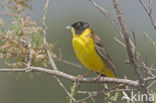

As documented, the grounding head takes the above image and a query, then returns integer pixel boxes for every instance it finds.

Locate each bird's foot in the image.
[76,75,84,87]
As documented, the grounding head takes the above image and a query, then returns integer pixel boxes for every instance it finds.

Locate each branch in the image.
[139,0,156,30]
[0,67,140,87]
[112,0,154,103]
[42,0,76,102]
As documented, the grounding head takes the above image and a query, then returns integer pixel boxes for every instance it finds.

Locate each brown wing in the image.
[92,34,116,75]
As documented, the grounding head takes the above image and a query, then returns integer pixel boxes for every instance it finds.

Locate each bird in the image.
[66,21,117,78]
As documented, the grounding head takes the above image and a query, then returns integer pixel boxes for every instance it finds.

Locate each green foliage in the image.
[0,0,53,67]
[104,83,119,103]
[151,90,156,103]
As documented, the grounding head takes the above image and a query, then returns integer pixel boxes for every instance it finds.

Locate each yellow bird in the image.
[66,22,116,78]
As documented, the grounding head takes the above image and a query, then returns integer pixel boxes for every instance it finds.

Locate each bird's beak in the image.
[66,25,73,30]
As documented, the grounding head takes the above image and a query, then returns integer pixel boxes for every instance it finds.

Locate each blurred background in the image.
[0,0,156,103]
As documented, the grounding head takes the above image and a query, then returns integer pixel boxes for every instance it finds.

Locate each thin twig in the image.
[139,0,156,29]
[89,0,123,37]
[112,0,150,103]
[0,67,141,87]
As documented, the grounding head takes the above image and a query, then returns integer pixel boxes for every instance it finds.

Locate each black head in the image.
[71,21,89,35]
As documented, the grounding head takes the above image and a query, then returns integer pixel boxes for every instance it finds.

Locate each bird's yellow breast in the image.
[72,30,112,77]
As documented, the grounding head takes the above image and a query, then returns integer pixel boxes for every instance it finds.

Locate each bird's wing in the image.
[92,34,116,75]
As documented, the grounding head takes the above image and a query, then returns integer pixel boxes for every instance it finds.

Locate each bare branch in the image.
[112,0,154,103]
[0,67,140,87]
[139,0,156,29]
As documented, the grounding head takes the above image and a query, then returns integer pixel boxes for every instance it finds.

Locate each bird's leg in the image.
[76,71,93,86]
[96,72,106,84]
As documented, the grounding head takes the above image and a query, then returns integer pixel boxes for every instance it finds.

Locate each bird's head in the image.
[66,21,89,36]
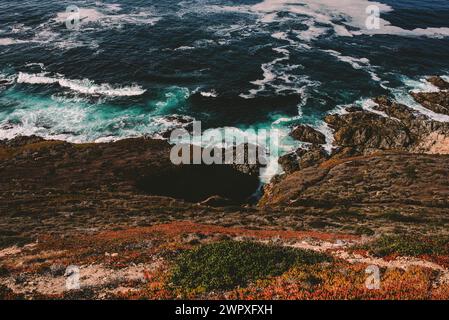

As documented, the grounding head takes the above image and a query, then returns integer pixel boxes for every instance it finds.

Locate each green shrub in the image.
[380,211,424,223]
[367,235,449,257]
[172,241,330,291]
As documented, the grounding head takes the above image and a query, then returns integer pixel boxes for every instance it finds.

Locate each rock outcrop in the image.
[260,77,449,212]
[290,125,326,144]
[0,137,259,202]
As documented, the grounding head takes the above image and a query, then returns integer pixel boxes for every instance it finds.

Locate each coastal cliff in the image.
[0,77,449,298]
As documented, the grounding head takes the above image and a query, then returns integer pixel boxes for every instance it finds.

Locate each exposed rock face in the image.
[290,125,326,144]
[0,137,259,202]
[427,76,449,90]
[260,153,449,209]
[279,145,329,174]
[266,78,449,212]
[325,111,413,154]
[410,92,449,115]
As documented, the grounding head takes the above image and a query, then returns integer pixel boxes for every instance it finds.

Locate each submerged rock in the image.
[290,125,326,144]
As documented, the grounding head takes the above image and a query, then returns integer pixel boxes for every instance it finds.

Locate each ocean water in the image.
[0,0,449,143]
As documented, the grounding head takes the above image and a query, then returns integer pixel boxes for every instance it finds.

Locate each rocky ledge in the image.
[0,77,449,299]
[260,77,449,213]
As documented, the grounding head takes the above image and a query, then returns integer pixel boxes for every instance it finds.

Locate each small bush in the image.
[380,211,423,223]
[367,235,449,257]
[172,241,330,291]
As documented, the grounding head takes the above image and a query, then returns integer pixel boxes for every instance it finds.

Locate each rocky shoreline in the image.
[0,77,449,296]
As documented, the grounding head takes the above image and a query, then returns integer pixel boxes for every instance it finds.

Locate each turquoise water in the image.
[0,0,449,142]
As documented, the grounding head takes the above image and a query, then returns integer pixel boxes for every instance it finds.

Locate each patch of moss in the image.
[172,241,331,292]
[380,211,424,223]
[366,235,449,257]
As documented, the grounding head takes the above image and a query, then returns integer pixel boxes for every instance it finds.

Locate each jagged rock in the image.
[427,76,449,90]
[260,152,449,208]
[279,145,328,174]
[200,196,235,208]
[0,137,259,202]
[325,111,413,154]
[290,125,326,144]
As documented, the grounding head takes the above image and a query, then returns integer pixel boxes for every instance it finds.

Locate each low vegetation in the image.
[366,235,449,257]
[168,241,330,291]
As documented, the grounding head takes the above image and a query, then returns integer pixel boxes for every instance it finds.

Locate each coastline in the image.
[0,77,449,299]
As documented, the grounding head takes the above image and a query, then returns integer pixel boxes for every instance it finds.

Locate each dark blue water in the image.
[0,0,449,141]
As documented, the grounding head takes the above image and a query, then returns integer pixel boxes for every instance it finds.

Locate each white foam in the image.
[53,6,160,27]
[251,0,449,39]
[200,90,218,98]
[17,72,146,97]
[323,50,382,82]
[0,38,29,46]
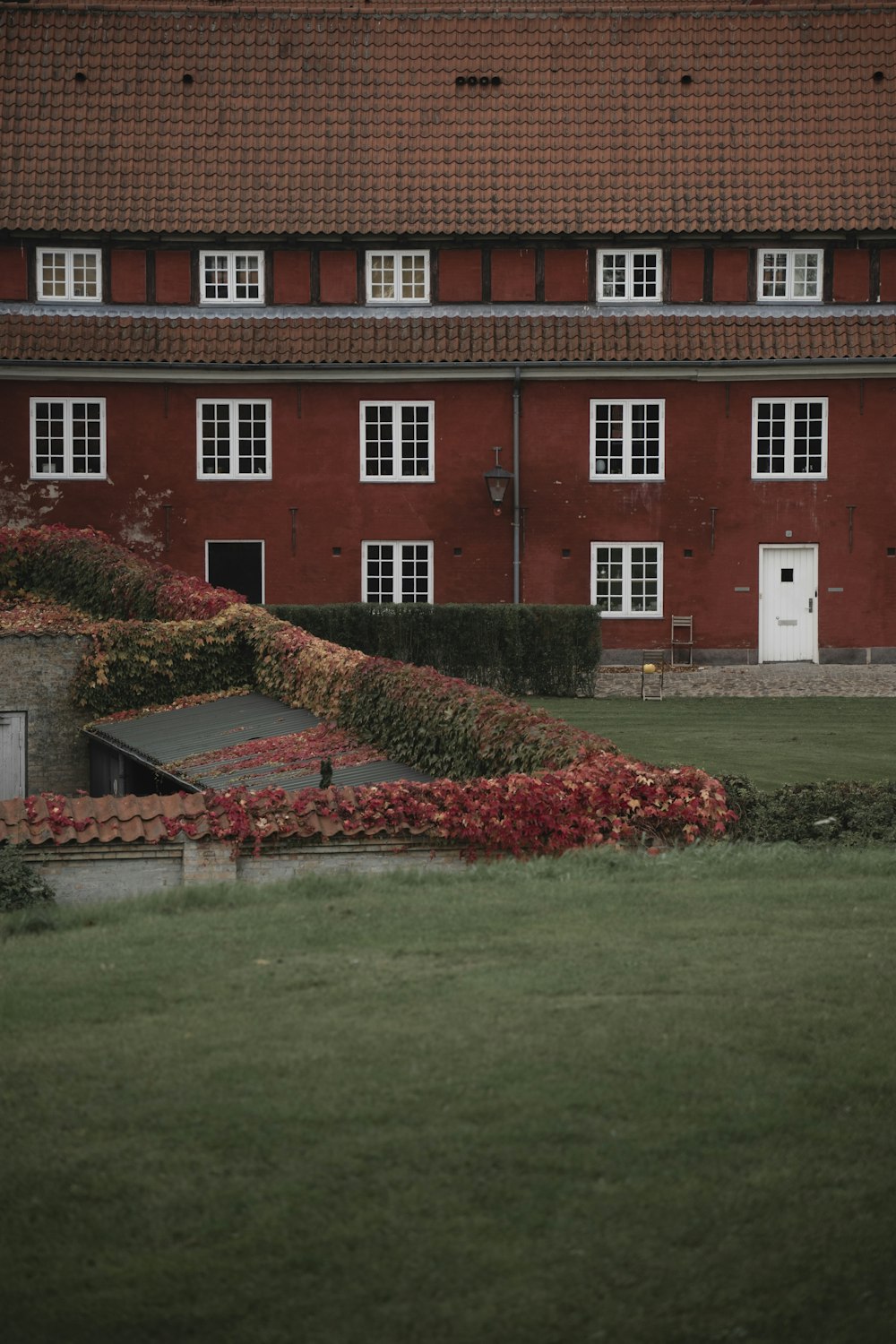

**Requirements**
Swap "grounding head" for "localization module" throughout all of the records above and write them out again, changing nothing else and leaving out the pictures.

**Output for this task**
As documented, the localization module takes the above image and a query, then returns integer pixel boxes for every instance it finds.

Locate each bird's foot in the image.
[76,75,84,87]
As documented, the localization module takes the above image and a query, then returns integer pixel boxes for every instance it finds.

Locate each branch in the image.
[139,0,156,30]
[0,67,140,87]
[112,0,154,103]
[42,0,76,102]
As documented, the localization module takes the above image and a query, then returns integer pixel boxes for every instance it finds.

Locate each brown wing in the image.
[92,34,116,75]
As documented, the localization module takes the above image and a query, then returns integer pixel boxes for every instance it finds.

Locate each bird in the image.
[66,21,117,78]
As documented, the localization module takes the above image and a query, then returns integer pixel boxes for every instance it finds.

Locate each green foliage in the image.
[0,0,53,67]
[104,83,119,103]
[151,90,156,103]
As documented, the localization module takes the above image and a query, then returns integer pixel boxes for every instance it finds.

Locate each yellow bird in the image.
[66,22,116,78]
As documented, the localization module takes the above image and a query, then returns integer pixel boxes for every instance it finds.

Locate each bird's beak in the image.
[66,25,73,30]
As documented, the localization module takes the above image and a query, then returns integer pixel boxes for every instance it finds.

Locate each blurred background in the image.
[0,0,156,103]
As documented, the localization module takes the above image and a query, then returns integer pixel boxes for every instance it finds.

Locate each thin twig in the image.
[139,0,156,29]
[89,0,123,37]
[112,0,150,103]
[0,67,141,87]
As documented, the localization module takes the above image and a query, then returns integer pixel boxes for every instance it finds.

Locate each black head in the image.
[71,21,89,35]
As documented, the localization module takes the above image and a query, then returns integer pixel boxes for every instance it finds.

Locate each bird's yellow breast in the image.
[72,30,112,77]
As documented, the localization module takes the above image and a query, then returns integer pixel boxes for every instance it finds.

Locate each bird's wing in the image.
[92,34,116,75]
As documented, the localization module takes the above image and a query, then returns integer pixel boxes for every instance it finds.

Locate each bare branch in the image.
[112,0,154,103]
[0,67,140,87]
[139,0,156,29]
As documented, the localization module takes the above image and a query, then returns integer pixel boxes for every instance it finds.

Locate each bird's leg in the image.
[76,71,93,86]
[96,72,106,84]
As documented, the localization module takes the above image and a query, then returns integer pixel boxes for every instance it finds.

Locate each bird's head in the image.
[66,21,89,36]

As documented, the localization module takes the above image and a query, then returns integer pixel boxes for every instance it finds.

Locate each green shrub in the image.
[380,211,424,223]
[367,235,449,257]
[172,241,330,291]
As documented, the localization module takes the above image and a query, then returns integer pixel boxes for every instance it finds.

Locate each rock outcrop in the image.
[260,77,449,212]
[290,125,326,144]
[0,137,259,202]
As documented, the localization module takes the above image and a query, then returns integer pixel boxes for every instance it finds.

Locate each coastal cliff in the image.
[0,77,449,298]
As documented, the localization module takes the above image and a query, then returns integer pixel boxes for every instance it finds.

Locate each exposed rock face in the image.
[290,125,326,144]
[0,137,259,202]
[427,76,449,90]
[260,153,449,209]
[279,145,329,174]
[266,78,449,212]
[325,111,413,154]
[410,92,449,115]
As documented, the localization module takes the above image and a query, then returns integer pixel boxes for every instance it finds.

Locate each submerged rock in the image.
[290,125,326,144]
As documented, the localization module takes the above image and a query, then returns integer pixel boxes for every instance it finds.

Locate each ocean water in the image.
[0,0,449,143]
As documented, the localization module takes the above image and a query, then returns integer pixel boxes for every instance it finds.

Locate each rocky ledge in the image.
[0,77,449,299]
[260,77,449,213]
As documented, the localization module takes the above image and a query, then returns integer pixel boxes for every instance it finds.

Locate each small bush in the image.
[380,211,423,223]
[367,235,449,257]
[172,241,330,291]
As documented, the localization module takes the above image and a query, then returns integer pixel boxes for every instance it finds.

Locate each rocky shoreline in the image.
[0,77,449,296]
As documented, the localization module takes the above image and a query, then returns integer pixel boxes for every instance it finds.

Locate each turquoise water in the image.
[0,0,449,142]
As documented, the localization module takes the above image and a query, then returns integer pixel boxes for every instance it finds.

Locate each patch of moss in the image.
[172,241,331,292]
[380,211,424,223]
[366,235,449,257]
As documented, the localization module takes the above image and a query, then returns integer pixel boxes for every instance it finds.

Locate each jagged rock in the image.
[427,76,449,90]
[260,152,449,208]
[279,145,328,174]
[200,196,235,208]
[0,137,259,202]
[325,111,413,154]
[290,125,326,144]
As documented, the localization module takes the above image and a query, then returns integer pixel boxes for every instance it finds.

Locate each low vegetation in the image.
[366,235,449,257]
[168,241,330,291]
As documented, the localization module takes the above image and a query, then returns integer pixel boxes for every instance it finds.

Locate each coastline in the image.
[0,77,449,299]
As documented, the localization module takes the above image and a query, then returns integer pixel boxes for every instance it finds.

Locate each dark blue water in the image.
[0,0,449,141]
As documented, the localization module takes the above image and a query, then returns integer pixel boxes for every instance it finds.

Locate each white foam in the image.
[53,6,160,27]
[251,0,449,39]
[200,90,218,98]
[17,72,146,97]
[323,50,382,82]
[0,38,29,46]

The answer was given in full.